Work to do
Write what comes next in the memoir passage about the writer's Japanese mother and her move to America, starting after its final sentence.

Text section
** Begin **
My ancestors and my grandparents praised
foreign peoples and adopted some of their cultures, made valued friends,
and created bridges between peoples. Even when my grandfather lost his
fortune due to the War with the United States, he still admired Americans
for their diplomacy and humane treatment of the people they occupied.
My mother soon made American friends with the children of a military officer.
She fought and made up with them, played at their home, ate hotdogs with
ketchup and drank Cokes, and so experienced American culture and customs
even before she saw the shores of New York. My mother grew up more American
than I did, influenced by the music, cinema, and the culture of the Americans
during the Occupation. I, on the other hand, grew up less American and
more Hawaiian, my childhood buried in an older Hawaii, only years after
statehood.
The sweet songs of the movie era drew
my mother to the shores of America. She reached New York, the city of
her dreams. There were many sad experiences as she saw the un-American
treatment of minorities, the desperate poverty of the African-Americans,
and the struggles of the common people. But she came away with happy experiences
that all young people have, making friends in spite of language and cultural
barriers of the times, when Blacks and Whites were segregated, and Oriental
peoples were somewhat in an ambiguous position.
"It was a great shock to me,"
my mother said, describing her first view of New York. "I believed
that the same people who existed in the movies would come to life. Instead,
there were many more people, much more diversity. So many African-Americans,
immigrants, even Orientals. And the masses didn't live in prosperity.
New York was such a chaotic place."
When she married my American father, who
was more Japanese than she was. She discovered he lived with old-fashioned
values long forgotten by her generation, still naming their children in
Japanese and educating their children in Japanese-language schools. He
passed on the ancient traditions of his people. It was in this strange
fashion that my Japanese mother, who grew up in a mixed European culture,
learned the ways of her father's people by coming to America. It was a
land that was diverse and puzzling, especially to Hawaiians; America's
people had come from all parts of the globe.
** End **
Records
** Begin **
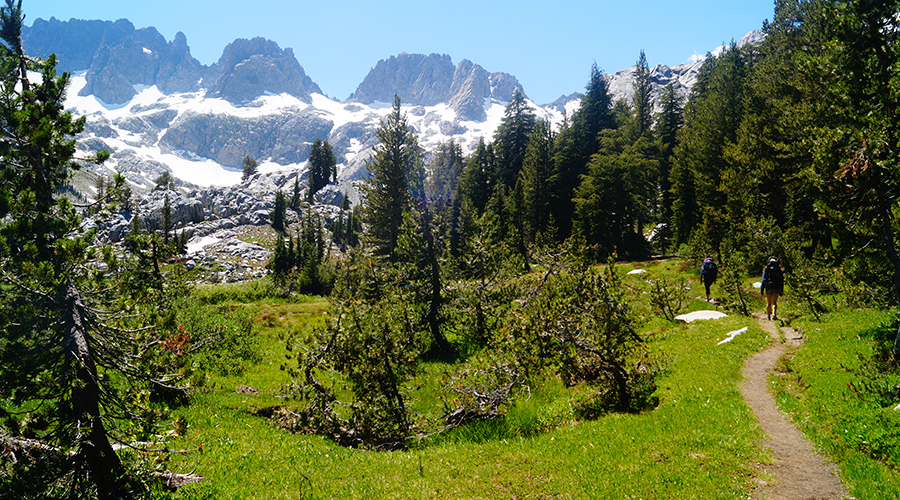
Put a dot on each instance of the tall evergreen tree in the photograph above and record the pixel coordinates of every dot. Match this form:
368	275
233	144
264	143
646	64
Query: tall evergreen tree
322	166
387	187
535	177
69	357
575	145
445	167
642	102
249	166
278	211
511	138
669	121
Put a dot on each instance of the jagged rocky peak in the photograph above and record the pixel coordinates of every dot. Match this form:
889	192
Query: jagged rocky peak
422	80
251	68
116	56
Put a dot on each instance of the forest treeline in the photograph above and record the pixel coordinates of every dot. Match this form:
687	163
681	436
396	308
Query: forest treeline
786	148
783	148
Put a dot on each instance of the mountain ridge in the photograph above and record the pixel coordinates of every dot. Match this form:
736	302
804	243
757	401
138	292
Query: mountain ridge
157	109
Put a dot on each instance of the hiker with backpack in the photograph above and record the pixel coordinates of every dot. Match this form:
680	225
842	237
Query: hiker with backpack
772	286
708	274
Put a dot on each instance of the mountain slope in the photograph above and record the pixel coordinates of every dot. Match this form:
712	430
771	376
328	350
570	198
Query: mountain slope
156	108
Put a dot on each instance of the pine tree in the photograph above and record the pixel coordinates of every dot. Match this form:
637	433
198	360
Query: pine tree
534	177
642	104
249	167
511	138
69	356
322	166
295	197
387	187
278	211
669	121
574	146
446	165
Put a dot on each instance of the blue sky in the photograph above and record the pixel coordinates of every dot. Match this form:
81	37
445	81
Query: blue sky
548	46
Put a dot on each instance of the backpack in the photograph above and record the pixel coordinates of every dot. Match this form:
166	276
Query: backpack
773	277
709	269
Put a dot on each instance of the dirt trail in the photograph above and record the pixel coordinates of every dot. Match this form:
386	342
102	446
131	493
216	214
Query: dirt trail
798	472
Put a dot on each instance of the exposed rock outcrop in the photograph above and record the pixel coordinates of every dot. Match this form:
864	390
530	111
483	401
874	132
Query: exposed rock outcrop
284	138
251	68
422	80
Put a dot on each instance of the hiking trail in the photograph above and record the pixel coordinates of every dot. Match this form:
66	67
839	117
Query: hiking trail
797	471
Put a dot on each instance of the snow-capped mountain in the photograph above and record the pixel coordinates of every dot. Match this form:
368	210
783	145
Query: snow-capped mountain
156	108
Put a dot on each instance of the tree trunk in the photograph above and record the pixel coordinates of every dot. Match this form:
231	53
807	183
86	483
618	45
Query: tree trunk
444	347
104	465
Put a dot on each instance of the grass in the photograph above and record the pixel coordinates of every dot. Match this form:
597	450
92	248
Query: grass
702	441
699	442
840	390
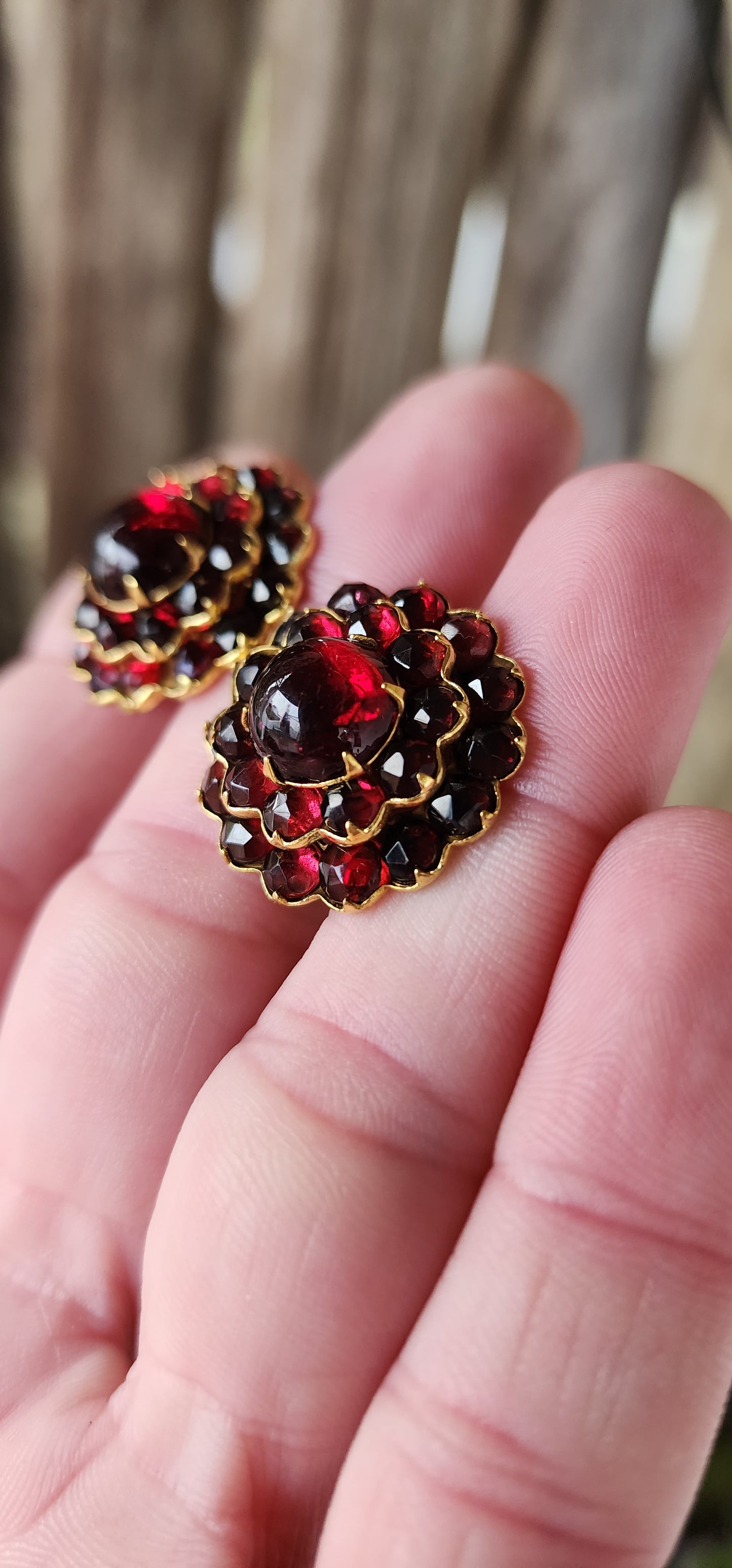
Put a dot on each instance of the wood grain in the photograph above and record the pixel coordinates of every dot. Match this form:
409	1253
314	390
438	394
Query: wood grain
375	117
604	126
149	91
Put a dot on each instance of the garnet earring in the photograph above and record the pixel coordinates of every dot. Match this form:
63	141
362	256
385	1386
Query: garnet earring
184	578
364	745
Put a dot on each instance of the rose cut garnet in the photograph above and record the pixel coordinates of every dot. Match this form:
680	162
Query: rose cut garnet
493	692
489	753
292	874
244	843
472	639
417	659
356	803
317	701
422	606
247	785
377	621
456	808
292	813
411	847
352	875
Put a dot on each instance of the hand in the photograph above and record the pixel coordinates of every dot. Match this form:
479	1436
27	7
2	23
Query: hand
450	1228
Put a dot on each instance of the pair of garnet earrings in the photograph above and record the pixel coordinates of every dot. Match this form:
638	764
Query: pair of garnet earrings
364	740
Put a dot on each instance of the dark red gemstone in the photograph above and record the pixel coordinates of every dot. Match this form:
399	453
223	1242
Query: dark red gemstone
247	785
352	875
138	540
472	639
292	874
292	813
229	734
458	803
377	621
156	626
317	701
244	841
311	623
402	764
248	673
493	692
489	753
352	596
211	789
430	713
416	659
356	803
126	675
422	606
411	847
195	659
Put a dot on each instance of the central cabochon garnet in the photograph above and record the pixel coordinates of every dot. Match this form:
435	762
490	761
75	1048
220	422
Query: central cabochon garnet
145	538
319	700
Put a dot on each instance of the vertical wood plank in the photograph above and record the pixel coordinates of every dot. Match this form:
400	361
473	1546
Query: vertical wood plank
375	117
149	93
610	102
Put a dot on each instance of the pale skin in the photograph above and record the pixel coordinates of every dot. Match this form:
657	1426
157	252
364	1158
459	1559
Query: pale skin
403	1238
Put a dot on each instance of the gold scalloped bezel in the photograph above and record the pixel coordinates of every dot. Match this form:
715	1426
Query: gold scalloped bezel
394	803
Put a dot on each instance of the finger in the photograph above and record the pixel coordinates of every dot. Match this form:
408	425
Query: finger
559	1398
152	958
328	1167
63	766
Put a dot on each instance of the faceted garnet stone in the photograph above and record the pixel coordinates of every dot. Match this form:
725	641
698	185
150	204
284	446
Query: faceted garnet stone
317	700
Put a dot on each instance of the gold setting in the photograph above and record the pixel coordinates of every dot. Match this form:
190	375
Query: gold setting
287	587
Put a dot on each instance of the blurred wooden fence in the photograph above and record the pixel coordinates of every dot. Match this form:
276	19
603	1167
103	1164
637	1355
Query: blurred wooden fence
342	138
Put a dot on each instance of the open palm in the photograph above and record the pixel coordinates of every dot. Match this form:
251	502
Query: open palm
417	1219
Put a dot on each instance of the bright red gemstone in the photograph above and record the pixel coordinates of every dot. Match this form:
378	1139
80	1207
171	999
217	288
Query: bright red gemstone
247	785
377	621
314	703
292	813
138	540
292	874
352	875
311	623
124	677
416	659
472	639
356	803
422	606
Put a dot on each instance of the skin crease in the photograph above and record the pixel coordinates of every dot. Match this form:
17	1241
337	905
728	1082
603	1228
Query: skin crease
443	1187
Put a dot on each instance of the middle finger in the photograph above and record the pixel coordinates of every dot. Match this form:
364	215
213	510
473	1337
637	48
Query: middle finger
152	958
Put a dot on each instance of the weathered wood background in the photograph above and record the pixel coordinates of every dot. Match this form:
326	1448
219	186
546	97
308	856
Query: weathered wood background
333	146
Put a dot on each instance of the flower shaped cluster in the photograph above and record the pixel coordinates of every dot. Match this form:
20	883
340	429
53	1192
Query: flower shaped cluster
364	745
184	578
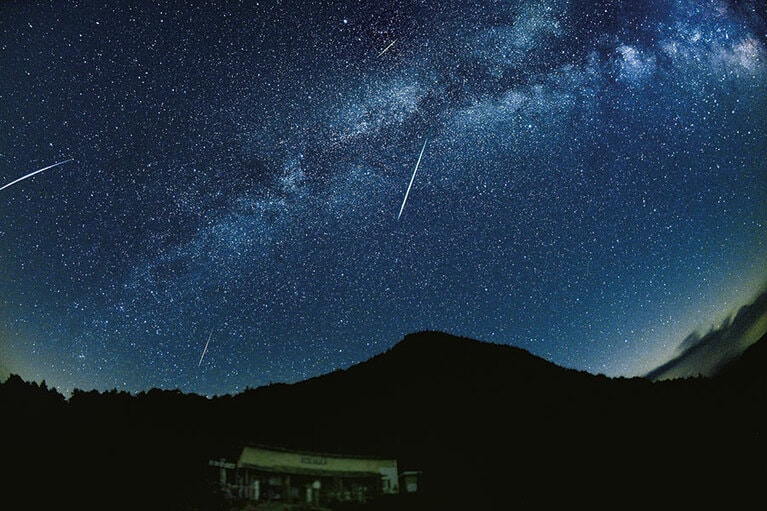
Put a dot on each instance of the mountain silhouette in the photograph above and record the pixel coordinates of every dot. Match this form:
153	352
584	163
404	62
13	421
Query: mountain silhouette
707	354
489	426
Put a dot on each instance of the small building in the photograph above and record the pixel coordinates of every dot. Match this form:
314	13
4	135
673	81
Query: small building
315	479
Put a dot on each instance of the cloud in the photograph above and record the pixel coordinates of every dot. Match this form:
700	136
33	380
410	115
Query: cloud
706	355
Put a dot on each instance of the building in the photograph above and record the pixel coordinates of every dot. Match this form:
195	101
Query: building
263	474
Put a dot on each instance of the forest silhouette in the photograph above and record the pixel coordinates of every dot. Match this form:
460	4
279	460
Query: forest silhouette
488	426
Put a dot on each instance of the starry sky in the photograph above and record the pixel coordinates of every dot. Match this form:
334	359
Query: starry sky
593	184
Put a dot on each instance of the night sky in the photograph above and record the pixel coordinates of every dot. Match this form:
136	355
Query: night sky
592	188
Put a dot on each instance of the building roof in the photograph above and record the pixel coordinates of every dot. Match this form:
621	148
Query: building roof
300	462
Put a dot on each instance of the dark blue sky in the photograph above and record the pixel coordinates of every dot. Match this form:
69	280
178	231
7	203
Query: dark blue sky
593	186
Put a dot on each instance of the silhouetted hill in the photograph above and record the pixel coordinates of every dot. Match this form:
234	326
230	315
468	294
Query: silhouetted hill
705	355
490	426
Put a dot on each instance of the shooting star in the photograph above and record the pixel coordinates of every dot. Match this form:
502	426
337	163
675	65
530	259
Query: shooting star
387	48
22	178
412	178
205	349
** End **
Task response
In time, she no longer cried to return to her
island home in the Orient and began to accept her island home in the middle
of the Pacific, finding pride in the local culture, practicing the Hawaiian
ways of aloha, and finally becoming a naturalized citizen in her forties.
"I love Hawaii, its people, and I am an American," she said,
when the naturalization officer asked her the reason for her late naturalization.
"I no longer wish to go back to Japan and wish to die here."
The officer was touched with tears in his
eyes, proud that someone who loved her own country of birth was willing
to give up her citizenship in exchange for her adopted country. I do not
know what I would have done. I might have opted for double-citizenship,
but in the true tradition of her ancestors who adopted the land where
they settled as their own, my mother also became one with her land of
adoption. My European ancestors had settled in Japan, my grandfather's
Japanese ancestors had gone to Europe and adopted the cultures there.
Now, my mother had come from Japan to America, completing the journey
halfway across the world from her ancestors.
Who knows for certain where I will end up? After
a stint in Puerto Rico, I am in love with Latino culture. Sometimes I
dream of returning to Latin America, where people laugh and live life
to the fullest in spite of poverty. I also dream of going to Africa where
the AIDS epidemic rages, and sometimes I want to go to Europe, the land
of my distant childhood, where I have dear, trusted friends.
When I was growing up, I traveled to distant
lands with my mother and sister. We lived for brief periods in Europe,
tasting the different cultures that tantalized our senses. Our travels
to other parts of the world made us global citizens, an honored but secret
tradition in our family. My great-grandparents raised prize horses and
were educators. My grandfather was a lawyer and my grandmother a teacher
at a women's college. I am an educator like some my family, sharing my
cosmopolitan views with students. In our extended group of family and
friends, we have members in almost every area of the globe. We all come
together from many different religions and many different cultures to
share of ourselves and the love and respect for one another. Of blood
and not of blood, these are my precious family, the allies I will always
need on this harsh planet called Earth.
I often have strange dreams of places I
have never visited that appear vividly in my mind, and I wonder if I had
ever been there before. "Did you ever take me there without telling
me?" I ask my mother, only to receive a negative reply. And yet I
know that those places, people, and those events no longer occur. I feel
that I am only remembering my past lives, where different lifetimes managed
to scatter my soul into different areas of the world. Why else would I
be a perfect global citizen? How else would I have such strong feelings
of belonging, such love, and such compassion for all peoples of Earth?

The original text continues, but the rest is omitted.